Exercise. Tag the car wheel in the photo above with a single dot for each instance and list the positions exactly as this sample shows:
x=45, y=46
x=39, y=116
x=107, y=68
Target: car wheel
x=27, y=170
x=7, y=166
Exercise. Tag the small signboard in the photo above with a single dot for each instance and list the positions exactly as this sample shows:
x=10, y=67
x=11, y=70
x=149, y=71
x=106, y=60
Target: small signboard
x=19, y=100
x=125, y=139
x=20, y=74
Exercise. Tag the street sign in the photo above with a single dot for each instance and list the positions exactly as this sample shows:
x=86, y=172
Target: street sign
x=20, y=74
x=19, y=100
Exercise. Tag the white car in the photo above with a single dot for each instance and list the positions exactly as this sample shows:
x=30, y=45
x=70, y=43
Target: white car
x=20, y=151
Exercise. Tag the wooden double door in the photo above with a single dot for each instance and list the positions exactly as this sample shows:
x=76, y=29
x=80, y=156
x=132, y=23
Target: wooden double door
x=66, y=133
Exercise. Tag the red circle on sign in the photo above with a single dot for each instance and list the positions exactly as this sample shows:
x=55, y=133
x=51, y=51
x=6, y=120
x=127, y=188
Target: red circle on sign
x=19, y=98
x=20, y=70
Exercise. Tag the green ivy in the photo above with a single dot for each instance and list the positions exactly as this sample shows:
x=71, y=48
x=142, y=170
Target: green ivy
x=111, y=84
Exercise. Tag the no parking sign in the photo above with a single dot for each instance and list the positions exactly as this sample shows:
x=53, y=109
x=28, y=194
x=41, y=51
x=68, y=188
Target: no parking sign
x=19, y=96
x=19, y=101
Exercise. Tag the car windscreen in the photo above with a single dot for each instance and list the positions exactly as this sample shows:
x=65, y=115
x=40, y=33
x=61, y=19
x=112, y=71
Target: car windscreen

++++++++

Everything from the line containing "x=142, y=170" through the end of the entries above should be retyped exactly, and nothing else.

Task output
x=142, y=170
Target: green ivy
x=111, y=84
Exercise. Tag the no parking sign in the photo above with a single dot for each instance and list the positions exactly as this sample shows:
x=53, y=109
x=28, y=194
x=41, y=51
x=68, y=188
Target: no parking sign
x=19, y=96
x=19, y=101
Exercise. Tag the car windscreen in the photo above with a single dot for each instance and list the positions exactly as this sample shows:
x=65, y=115
x=40, y=33
x=61, y=19
x=112, y=71
Target: car windscreen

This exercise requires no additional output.